■ Exercise directions: Copy every line from the start of the records through the line that contains "[[319, 102], [435, 98], [309, 100]]", requests included. Scale each coordinate in the answers by 0.7 and round to whole numbers, with halves going up, but leave the numbers in the requests and their format samples unchanged.

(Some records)

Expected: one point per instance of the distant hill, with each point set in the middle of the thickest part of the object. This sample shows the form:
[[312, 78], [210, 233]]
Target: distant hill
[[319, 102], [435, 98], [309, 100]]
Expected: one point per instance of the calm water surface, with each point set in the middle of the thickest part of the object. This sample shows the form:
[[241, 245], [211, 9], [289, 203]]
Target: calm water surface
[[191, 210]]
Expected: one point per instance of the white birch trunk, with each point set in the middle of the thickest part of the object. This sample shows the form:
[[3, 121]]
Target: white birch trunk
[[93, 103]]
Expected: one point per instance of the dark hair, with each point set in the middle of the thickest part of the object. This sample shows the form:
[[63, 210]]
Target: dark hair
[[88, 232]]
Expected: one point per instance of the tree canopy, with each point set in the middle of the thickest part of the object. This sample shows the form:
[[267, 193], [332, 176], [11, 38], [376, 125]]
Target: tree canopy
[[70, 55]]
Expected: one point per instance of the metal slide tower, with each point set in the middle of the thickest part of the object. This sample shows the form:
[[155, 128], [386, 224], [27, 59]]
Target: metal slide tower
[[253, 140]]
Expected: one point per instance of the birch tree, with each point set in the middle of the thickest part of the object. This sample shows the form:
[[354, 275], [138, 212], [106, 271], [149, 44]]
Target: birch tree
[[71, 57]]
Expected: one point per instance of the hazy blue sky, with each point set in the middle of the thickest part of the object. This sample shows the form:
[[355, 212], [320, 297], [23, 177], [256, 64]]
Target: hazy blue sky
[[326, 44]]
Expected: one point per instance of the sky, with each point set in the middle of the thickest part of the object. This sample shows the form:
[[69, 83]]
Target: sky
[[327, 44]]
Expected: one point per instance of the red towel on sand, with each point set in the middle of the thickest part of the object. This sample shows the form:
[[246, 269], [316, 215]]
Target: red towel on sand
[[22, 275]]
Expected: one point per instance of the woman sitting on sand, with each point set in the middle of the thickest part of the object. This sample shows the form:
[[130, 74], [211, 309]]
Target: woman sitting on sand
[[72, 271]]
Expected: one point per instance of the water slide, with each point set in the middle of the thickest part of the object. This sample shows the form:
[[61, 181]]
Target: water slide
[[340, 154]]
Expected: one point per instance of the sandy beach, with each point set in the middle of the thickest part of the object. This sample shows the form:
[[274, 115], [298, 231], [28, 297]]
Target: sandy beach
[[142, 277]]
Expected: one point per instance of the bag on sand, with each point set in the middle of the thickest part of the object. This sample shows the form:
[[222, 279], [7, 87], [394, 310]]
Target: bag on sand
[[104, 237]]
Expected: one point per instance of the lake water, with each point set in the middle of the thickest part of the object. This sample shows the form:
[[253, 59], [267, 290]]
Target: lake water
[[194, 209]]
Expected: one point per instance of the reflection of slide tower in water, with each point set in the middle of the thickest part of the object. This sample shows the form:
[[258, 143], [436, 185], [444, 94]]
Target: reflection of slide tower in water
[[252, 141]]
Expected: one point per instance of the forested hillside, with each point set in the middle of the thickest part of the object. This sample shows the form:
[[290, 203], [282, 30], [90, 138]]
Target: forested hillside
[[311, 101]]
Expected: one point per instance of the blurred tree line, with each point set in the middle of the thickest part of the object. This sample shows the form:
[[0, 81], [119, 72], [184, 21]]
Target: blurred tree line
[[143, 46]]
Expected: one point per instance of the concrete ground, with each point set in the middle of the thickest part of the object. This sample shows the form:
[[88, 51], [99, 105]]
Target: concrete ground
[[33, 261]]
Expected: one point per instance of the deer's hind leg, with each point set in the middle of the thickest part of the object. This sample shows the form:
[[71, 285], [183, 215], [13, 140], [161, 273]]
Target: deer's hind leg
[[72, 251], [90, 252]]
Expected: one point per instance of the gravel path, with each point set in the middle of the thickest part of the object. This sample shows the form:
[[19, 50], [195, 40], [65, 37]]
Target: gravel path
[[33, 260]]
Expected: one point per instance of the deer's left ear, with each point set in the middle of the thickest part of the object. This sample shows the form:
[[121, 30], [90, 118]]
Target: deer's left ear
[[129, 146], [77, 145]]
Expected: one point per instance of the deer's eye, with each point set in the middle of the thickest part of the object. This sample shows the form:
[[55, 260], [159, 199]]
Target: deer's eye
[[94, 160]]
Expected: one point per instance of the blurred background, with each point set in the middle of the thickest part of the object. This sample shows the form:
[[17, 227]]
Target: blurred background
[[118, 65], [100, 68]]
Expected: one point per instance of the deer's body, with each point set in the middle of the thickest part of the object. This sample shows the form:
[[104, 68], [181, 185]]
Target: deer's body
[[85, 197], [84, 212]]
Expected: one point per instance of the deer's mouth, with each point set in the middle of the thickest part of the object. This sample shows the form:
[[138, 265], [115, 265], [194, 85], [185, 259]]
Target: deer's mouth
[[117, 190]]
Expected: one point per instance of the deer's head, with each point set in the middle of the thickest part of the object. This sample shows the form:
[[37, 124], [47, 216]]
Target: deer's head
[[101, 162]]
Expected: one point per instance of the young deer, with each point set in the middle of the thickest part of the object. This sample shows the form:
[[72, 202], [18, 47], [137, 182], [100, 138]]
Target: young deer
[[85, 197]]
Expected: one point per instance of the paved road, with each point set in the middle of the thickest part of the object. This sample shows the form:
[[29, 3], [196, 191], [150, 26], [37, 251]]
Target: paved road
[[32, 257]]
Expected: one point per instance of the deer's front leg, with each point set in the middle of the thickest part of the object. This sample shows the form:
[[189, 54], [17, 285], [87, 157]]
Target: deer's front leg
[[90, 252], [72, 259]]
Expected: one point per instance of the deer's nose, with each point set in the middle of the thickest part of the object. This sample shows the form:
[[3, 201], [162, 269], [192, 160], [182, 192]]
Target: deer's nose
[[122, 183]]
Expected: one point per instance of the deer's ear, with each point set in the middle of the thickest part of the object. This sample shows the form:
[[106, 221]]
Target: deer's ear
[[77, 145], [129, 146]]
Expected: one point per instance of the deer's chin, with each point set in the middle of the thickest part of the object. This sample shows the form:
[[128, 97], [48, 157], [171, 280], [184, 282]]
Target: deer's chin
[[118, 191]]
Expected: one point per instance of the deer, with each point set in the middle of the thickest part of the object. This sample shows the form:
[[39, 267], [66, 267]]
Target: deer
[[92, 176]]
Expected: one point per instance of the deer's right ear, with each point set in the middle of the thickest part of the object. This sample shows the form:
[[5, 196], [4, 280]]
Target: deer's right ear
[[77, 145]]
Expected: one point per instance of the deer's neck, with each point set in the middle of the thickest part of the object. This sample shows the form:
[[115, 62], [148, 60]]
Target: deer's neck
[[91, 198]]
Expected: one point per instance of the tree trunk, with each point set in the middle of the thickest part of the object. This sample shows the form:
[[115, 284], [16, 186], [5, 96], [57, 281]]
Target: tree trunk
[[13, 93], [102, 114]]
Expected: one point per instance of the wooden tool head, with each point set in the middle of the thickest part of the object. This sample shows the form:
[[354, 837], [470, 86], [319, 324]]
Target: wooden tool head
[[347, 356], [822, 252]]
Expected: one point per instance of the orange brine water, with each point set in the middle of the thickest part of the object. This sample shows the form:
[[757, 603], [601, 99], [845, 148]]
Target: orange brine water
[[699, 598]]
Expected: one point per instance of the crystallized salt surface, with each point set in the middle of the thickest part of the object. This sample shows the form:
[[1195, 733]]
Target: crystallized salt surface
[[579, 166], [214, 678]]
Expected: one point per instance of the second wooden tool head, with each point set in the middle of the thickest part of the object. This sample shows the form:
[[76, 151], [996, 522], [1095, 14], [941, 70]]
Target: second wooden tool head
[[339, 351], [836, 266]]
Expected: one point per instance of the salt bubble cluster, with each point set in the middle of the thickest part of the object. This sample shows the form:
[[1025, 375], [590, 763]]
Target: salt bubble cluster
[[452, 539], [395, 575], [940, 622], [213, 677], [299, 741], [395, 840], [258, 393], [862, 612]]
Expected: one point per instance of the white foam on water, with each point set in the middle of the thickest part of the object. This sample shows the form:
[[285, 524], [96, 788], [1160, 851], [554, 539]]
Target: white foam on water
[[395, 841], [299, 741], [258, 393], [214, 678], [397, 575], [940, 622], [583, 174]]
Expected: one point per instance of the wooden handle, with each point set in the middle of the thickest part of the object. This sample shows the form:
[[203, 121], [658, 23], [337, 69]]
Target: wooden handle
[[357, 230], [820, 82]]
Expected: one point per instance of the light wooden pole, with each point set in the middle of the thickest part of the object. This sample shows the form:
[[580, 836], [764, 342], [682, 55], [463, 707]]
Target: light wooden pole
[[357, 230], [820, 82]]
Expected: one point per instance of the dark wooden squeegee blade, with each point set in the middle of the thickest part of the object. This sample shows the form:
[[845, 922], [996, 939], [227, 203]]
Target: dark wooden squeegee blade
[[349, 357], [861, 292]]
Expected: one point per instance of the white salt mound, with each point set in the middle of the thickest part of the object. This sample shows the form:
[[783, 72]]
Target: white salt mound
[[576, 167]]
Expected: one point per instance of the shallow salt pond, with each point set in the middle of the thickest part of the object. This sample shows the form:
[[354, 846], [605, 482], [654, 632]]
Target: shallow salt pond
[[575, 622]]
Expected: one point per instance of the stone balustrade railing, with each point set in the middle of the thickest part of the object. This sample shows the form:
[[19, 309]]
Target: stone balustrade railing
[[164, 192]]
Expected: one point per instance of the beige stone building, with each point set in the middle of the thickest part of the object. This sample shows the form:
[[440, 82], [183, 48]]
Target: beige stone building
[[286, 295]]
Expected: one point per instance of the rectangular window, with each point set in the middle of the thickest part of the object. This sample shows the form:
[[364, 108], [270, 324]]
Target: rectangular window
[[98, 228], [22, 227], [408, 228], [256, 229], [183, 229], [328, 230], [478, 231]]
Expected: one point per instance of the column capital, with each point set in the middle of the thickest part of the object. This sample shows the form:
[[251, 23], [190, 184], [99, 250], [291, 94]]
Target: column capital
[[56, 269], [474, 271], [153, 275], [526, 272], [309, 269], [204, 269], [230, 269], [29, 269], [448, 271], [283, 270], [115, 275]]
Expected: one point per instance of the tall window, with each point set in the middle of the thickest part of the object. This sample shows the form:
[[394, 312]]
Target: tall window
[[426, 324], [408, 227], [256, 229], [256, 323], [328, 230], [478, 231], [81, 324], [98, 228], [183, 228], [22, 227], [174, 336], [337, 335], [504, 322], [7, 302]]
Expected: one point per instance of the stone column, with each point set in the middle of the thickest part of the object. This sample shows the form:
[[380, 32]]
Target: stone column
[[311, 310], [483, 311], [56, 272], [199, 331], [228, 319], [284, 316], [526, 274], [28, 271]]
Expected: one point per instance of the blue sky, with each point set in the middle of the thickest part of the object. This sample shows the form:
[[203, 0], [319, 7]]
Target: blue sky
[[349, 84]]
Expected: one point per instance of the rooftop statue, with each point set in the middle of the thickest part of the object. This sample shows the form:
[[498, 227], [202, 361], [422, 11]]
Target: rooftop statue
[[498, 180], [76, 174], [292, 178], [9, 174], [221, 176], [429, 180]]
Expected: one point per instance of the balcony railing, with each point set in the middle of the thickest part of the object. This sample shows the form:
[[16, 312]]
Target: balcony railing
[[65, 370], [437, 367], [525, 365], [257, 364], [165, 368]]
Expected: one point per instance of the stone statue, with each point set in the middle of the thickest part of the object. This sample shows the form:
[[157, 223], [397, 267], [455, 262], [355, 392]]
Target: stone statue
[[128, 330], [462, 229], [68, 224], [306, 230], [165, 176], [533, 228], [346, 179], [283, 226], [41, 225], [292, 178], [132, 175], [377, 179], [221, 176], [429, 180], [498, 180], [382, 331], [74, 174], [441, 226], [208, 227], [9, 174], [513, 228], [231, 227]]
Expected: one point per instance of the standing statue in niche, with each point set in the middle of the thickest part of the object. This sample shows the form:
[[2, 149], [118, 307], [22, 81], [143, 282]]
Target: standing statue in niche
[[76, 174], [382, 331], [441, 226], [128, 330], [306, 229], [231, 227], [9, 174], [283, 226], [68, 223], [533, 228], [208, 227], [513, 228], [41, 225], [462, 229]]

■ Problem solution:
Expected: one point per instance of the distant hill, with each point set in the middle of the thickest part of the object. This sample shows the form:
[[312, 78], [210, 233]]
Target: distant hill
[[223, 71], [305, 69], [216, 70]]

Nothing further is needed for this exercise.